Work instruction —
State how many lines in the data below contain the string "positive". Letter case counts, and the reply should be that number alone.

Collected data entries

****************************************

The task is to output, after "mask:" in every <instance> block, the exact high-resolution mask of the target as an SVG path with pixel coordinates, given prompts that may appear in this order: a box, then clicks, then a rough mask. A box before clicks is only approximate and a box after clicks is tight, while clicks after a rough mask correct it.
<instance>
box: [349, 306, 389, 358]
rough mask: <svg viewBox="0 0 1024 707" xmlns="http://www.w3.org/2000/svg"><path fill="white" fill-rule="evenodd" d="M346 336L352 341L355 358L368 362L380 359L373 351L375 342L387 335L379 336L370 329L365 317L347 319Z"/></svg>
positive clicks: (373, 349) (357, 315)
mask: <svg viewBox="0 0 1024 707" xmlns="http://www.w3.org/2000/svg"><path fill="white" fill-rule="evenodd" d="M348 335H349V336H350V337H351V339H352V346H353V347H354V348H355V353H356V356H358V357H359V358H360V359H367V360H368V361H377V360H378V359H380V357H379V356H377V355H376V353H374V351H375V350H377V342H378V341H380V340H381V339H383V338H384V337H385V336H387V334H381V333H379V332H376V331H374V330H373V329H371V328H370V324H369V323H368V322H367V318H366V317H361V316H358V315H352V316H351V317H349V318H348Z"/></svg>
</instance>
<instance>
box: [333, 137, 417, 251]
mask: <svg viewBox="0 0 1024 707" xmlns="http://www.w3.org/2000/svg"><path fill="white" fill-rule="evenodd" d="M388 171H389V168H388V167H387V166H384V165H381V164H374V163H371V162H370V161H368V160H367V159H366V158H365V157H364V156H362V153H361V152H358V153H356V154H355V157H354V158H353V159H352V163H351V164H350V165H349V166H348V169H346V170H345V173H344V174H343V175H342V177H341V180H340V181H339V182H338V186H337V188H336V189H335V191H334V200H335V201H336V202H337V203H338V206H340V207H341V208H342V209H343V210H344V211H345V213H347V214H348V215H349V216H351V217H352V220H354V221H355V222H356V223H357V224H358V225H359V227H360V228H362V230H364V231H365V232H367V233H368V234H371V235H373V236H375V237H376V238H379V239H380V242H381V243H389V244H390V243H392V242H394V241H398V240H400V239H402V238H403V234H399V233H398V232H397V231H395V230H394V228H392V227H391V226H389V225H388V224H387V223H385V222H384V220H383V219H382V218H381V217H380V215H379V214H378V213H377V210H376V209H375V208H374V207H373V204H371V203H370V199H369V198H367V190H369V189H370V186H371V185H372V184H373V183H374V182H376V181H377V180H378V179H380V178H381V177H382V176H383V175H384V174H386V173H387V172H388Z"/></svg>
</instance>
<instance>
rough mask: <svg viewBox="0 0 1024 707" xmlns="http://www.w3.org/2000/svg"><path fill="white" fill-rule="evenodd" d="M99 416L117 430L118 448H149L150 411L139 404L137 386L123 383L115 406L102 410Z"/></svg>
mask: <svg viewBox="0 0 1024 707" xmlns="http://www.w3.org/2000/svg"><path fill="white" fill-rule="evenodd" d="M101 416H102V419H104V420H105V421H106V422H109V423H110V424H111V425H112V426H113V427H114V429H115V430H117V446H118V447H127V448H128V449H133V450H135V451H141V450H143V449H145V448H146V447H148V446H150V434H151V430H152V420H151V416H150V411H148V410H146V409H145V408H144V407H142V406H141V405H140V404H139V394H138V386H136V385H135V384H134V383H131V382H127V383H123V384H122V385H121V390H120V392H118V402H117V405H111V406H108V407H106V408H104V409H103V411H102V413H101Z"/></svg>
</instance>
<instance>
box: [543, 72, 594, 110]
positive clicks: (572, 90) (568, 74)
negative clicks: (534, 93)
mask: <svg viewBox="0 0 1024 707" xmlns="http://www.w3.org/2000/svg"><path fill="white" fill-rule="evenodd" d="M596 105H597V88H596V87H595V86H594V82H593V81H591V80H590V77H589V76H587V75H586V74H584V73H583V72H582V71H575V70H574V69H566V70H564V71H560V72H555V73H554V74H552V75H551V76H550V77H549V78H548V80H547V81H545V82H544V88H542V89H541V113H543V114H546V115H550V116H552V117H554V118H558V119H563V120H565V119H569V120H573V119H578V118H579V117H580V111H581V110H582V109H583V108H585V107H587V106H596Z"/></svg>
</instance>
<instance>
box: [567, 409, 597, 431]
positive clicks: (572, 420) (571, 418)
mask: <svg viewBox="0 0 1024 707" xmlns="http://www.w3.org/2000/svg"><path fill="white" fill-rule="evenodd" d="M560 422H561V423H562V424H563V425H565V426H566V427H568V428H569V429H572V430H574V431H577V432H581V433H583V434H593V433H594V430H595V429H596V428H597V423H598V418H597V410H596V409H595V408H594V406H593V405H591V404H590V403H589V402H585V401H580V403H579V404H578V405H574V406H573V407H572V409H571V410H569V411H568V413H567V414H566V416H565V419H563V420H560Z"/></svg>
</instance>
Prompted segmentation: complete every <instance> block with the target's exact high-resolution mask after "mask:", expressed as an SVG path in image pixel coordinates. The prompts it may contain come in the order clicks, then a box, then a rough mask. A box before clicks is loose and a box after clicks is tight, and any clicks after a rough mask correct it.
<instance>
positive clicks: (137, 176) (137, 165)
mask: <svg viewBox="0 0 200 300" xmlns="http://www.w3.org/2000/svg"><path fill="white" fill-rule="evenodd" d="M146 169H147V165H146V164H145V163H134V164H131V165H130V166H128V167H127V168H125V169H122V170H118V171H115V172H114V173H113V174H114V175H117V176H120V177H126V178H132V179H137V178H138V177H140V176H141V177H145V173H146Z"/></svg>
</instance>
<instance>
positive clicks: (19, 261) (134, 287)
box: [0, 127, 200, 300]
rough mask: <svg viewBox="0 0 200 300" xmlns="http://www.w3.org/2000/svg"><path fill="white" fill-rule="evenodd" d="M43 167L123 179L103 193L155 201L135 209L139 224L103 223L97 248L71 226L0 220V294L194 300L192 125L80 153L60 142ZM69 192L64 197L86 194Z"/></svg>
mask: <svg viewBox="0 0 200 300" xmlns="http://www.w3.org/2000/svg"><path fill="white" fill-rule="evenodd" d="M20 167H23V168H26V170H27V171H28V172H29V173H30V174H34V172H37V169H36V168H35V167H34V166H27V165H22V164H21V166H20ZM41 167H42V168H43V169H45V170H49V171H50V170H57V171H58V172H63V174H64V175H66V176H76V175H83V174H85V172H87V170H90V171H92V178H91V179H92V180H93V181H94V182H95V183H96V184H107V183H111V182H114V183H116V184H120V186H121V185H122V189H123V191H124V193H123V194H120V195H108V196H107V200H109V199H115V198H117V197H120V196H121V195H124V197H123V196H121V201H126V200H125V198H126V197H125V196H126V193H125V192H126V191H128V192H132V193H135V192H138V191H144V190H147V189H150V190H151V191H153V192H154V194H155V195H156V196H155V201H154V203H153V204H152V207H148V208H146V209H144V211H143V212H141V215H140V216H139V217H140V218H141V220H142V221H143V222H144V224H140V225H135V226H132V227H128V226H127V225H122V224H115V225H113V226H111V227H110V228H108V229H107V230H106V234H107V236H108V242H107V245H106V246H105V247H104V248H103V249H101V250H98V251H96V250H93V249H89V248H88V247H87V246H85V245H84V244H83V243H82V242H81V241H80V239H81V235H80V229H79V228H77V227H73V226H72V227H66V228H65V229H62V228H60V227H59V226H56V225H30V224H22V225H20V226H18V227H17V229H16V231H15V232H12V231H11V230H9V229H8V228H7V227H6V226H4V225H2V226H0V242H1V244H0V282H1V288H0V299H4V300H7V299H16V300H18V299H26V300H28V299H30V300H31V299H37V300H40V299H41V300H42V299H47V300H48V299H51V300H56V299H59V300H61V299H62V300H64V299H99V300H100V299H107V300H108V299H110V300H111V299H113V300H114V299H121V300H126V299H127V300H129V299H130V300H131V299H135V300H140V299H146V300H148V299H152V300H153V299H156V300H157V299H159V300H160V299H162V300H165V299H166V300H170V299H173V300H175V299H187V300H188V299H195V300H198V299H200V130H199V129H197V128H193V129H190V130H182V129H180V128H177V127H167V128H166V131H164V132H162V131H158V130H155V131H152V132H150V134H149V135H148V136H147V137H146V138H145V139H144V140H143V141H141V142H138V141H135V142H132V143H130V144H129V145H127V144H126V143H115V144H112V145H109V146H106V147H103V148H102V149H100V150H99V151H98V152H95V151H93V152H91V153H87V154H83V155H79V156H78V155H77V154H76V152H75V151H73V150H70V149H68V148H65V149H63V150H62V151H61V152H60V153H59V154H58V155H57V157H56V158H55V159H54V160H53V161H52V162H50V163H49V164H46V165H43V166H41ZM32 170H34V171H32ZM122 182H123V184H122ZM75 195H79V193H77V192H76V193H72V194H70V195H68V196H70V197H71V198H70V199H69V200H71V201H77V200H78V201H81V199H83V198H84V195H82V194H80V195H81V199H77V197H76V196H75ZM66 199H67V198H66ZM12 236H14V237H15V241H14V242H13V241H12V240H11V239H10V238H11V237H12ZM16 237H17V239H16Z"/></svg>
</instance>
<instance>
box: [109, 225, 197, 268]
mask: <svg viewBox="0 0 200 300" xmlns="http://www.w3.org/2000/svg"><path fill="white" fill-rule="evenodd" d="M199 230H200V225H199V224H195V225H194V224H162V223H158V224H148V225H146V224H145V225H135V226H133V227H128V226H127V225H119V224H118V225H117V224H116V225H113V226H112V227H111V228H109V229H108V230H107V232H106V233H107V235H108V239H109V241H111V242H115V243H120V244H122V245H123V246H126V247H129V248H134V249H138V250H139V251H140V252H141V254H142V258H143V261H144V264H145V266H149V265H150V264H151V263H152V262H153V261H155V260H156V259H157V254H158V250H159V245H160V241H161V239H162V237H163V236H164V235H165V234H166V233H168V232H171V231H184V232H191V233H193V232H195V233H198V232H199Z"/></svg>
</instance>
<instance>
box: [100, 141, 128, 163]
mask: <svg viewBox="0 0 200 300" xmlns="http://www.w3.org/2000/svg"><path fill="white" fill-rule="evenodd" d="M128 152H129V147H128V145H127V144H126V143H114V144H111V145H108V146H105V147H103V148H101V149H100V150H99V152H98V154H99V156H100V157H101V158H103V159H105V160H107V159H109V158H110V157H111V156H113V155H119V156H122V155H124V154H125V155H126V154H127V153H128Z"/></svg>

****************************************

Reply —
5